GIVEN INSTRUCTION: Which lines in the listing below contain the word "water"? Copy each of those lines in full, and treat uppercase and lowercase letters as different.
────────────────────────────────────────
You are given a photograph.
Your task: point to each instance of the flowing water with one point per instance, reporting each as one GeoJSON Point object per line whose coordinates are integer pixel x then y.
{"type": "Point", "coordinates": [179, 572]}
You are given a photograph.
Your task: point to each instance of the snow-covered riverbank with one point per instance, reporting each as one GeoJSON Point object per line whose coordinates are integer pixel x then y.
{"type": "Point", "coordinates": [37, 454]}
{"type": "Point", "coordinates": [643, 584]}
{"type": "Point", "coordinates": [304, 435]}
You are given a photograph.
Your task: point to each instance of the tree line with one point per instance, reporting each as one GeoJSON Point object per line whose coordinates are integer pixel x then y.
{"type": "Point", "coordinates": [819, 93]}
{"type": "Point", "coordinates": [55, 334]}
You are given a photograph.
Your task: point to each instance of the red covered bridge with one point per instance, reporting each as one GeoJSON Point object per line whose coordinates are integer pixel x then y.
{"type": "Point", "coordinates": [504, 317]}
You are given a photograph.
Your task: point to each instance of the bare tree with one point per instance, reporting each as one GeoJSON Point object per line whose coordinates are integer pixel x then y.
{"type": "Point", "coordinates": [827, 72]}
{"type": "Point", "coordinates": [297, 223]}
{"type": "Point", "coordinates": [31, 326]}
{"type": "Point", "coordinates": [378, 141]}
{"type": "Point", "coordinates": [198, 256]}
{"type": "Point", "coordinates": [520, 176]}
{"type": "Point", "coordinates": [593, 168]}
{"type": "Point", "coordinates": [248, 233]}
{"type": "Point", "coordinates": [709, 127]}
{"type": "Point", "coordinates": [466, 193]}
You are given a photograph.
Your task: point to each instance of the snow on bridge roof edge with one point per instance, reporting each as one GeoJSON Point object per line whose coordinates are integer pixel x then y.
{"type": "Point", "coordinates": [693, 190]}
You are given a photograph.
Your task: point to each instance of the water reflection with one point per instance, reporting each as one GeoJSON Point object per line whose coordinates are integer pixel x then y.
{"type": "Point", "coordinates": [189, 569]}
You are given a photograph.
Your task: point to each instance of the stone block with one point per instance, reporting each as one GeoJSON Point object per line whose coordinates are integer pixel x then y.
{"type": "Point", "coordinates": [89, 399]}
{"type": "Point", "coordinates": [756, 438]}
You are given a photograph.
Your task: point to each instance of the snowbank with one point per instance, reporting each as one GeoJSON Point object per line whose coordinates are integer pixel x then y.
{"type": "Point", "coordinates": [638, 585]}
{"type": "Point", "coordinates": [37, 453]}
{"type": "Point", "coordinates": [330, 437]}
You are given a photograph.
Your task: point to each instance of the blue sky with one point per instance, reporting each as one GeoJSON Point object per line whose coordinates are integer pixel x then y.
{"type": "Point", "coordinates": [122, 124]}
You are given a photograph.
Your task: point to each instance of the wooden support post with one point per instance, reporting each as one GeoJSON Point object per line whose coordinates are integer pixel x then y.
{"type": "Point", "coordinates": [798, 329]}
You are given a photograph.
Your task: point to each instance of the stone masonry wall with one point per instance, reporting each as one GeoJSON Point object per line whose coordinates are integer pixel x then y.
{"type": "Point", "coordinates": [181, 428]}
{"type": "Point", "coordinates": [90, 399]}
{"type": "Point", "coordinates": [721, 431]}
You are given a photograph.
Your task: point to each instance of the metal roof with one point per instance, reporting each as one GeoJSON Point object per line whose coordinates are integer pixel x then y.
────────────────────────────────────────
EXPECTED ANSWER:
Your task: point to each instance of the flowing water with one point per instance, reporting each as one GeoJSON Point object per line whose coordinates are integer pixel x then y.
Your task: point to each instance of the water reflection with one point per instance, reporting each as one GeoJSON Point object per line whose coordinates are integer pixel x then y.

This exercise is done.